-- Excerpt provided --
____________________

As I See It

By Nelson Morgan, Director

Something there is that doesn't love a wall,
That sends the frozen-ground-swell under it,
And spills the upper boulders in the sun,
And makes gaps even two can pass abreast.

--Robert Frost, from "Mending Wall"

This year, with Congressional elections coming, many of our Federal legislators have rediscovered that undocumented visitors are entering our country. Much of their discussion has been pretty negative, particularly in the House of Representatives, where the emphasis has been on prevention and punishment. There are issues there, to be sure, but it would be a very bad thing if this discussion fanned the flames of intolerance. (Although "intolerance" as a descriptor has its limitations too - "tolerating" someone isn't too far from disliking them). For 230 years the US has been receiving immigrants, and there's no way for any of us to know how many broke the rules for entry. And of course with the exception of the Native Americans among us, all of us are descended from immigrants.

____________________

-- Supplied material --
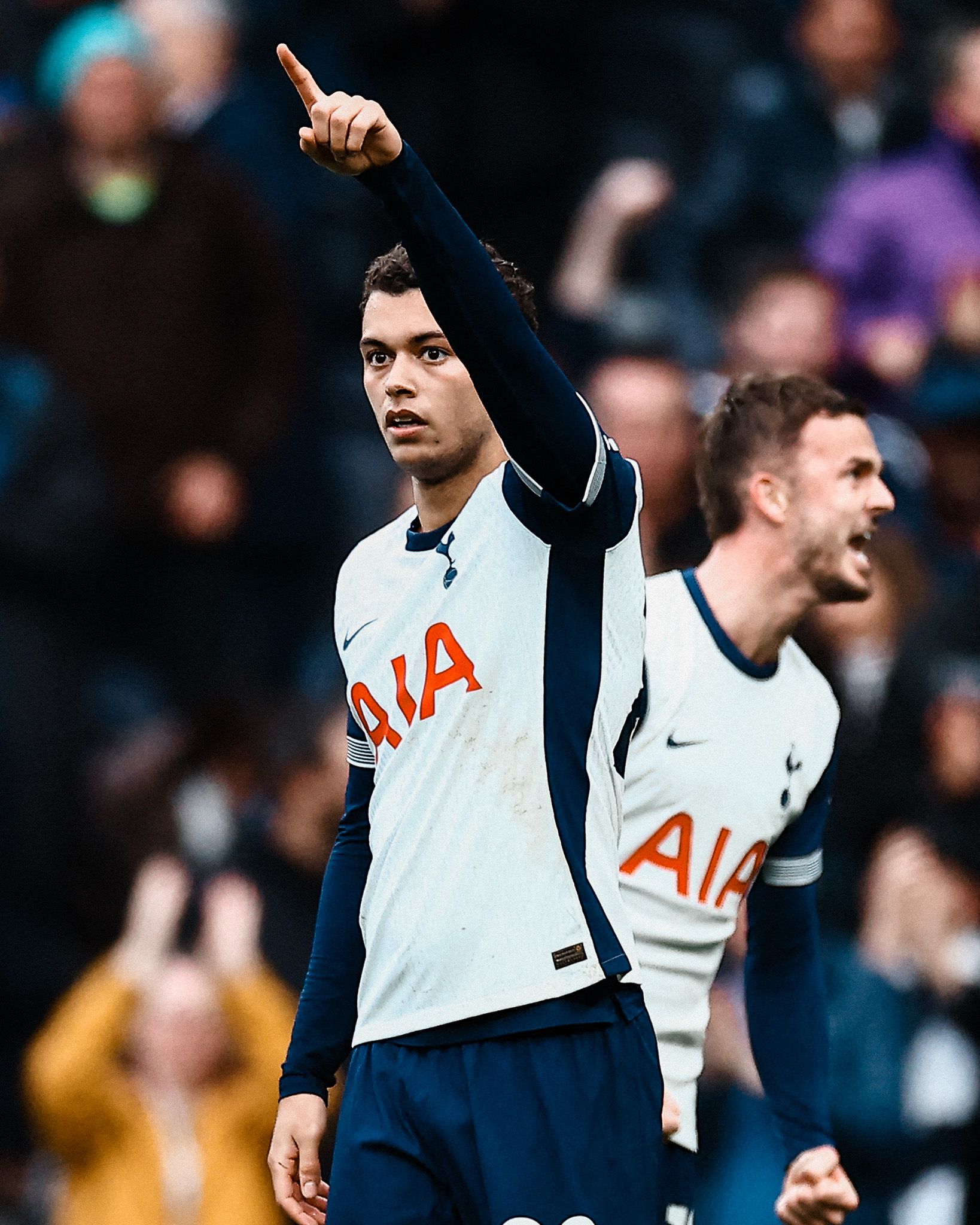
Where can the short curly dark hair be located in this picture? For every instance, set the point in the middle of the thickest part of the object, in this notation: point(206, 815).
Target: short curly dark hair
point(759, 419)
point(392, 273)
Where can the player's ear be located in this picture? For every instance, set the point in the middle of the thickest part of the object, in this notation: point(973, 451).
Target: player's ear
point(769, 495)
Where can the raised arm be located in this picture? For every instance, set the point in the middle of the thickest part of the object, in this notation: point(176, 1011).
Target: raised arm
point(547, 429)
point(327, 1011)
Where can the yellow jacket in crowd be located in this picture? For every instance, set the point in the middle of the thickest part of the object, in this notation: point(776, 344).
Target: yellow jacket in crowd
point(92, 1115)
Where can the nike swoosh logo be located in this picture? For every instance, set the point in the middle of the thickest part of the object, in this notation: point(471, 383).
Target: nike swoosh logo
point(348, 641)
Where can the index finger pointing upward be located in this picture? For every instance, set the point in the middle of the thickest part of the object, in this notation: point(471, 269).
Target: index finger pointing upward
point(302, 78)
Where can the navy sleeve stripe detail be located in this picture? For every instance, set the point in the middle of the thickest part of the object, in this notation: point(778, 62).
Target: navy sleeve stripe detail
point(597, 527)
point(794, 871)
point(359, 754)
point(786, 1001)
point(598, 470)
point(804, 837)
point(573, 672)
point(532, 404)
point(629, 729)
point(728, 648)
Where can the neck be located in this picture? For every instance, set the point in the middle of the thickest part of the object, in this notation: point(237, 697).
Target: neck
point(756, 593)
point(440, 501)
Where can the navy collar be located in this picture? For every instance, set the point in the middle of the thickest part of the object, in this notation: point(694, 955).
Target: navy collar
point(421, 542)
point(728, 648)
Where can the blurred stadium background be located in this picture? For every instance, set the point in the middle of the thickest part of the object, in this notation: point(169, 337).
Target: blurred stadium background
point(699, 189)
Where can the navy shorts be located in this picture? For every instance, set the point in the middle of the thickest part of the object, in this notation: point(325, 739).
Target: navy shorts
point(677, 1185)
point(540, 1129)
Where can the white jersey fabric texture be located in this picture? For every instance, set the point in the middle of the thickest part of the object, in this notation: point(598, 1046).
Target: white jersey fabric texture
point(482, 895)
point(722, 764)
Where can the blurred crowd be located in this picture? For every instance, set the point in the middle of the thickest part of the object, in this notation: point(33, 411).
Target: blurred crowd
point(700, 189)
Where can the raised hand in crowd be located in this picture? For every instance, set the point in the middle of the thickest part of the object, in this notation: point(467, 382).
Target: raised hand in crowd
point(629, 193)
point(347, 135)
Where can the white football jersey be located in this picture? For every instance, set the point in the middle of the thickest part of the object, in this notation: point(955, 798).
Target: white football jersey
point(726, 760)
point(494, 675)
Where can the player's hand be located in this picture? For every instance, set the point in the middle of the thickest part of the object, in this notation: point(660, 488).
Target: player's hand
point(347, 135)
point(294, 1159)
point(816, 1191)
point(671, 1116)
point(631, 190)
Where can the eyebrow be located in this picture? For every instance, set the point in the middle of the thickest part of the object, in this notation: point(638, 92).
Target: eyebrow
point(416, 340)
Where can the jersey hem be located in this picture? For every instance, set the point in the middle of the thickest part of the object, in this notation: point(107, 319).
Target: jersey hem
point(430, 1018)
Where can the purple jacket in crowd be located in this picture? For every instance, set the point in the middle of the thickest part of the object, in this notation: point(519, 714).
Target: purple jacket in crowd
point(893, 237)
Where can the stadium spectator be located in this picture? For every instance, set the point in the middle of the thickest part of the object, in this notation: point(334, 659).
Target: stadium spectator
point(857, 646)
point(784, 321)
point(155, 1080)
point(642, 403)
point(598, 309)
point(906, 1077)
point(789, 132)
point(145, 275)
point(899, 238)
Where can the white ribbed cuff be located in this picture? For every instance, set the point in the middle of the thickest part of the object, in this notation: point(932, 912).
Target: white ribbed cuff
point(799, 870)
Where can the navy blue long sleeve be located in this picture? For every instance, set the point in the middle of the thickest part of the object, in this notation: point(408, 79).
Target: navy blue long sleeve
point(327, 1008)
point(784, 991)
point(540, 419)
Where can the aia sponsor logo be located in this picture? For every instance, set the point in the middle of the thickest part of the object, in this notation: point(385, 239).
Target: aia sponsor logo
point(375, 718)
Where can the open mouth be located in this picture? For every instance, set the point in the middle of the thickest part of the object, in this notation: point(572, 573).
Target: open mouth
point(858, 547)
point(403, 423)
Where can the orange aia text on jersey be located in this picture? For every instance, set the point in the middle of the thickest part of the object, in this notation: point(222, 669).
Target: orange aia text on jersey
point(679, 863)
point(373, 716)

____________________

-- Actions to take --
1. From the director's column on immigration, copy out the passage that opens with the words containing "Something there is" and closes with "can pass abreast.".
2. Answer these questions using the director's column on immigration.
(a) What poem is the opening verse taken from, and who wrote it?
(b) In which chamber of Congress, according to the column, has the emphasis been on prevention and punishment?
(c) For how many years does the column say the US has been receiving immigrants?
3. Write a continuation of the director's column on immigration, beginning right after its final sentence.

-- Answers by item --
1.
Something there is that doesn't love a wall,
That sends the frozen-ground-swell under it,
And spills the upper boulders in the sun,
And makes gaps even two can pass abreast.

2.
(a) "Mending Wall," by Robert Frost.
(b) The House of Representatives.
(c) 230 years.

3.
An intolerant attitude towards immigrants, or even the perception that such an attitude exists, is detrimental to scientific and technological progress. For instance, researchers can delay or forego internships or sabbaticals in the US because of perceived (and often real) difficulties with the visa process. Even when the formal process goes smoothly, international colleagues can be more wary about close collaboration when they infer widespread xenophobia in our country. Our participation in offshore international scientific exchange (for instance, participation in largely European projects) can be further limited by such impressions.

A brief look around ICSI, or around the Berkeley campus, reveals people from all over the world working together effectively. Of course ICSI and UC Berkeley both work very hard to ensure that our visitors have the proper visas, etc., and I'm certainly not suggesting that the legal requirements be ignored. But when immigrants become scapegoats for our problems, our future is at risk. For it has always been the immigrants that have led the way; it is immigrants who have prevented stagnation, providing new life for our culture.

Three of my four grandparents were immigrants from Eastern Europe in the early part of the 20th century. Frankly, I have no idea if they arrived in full conformance with legal requirements of the time, and I expect that this is true for many of us whose ancestors arrived in that era or before. But they worked hard and did well, and had large families that I think contributed significantly to their society, as do nearly all immigrants.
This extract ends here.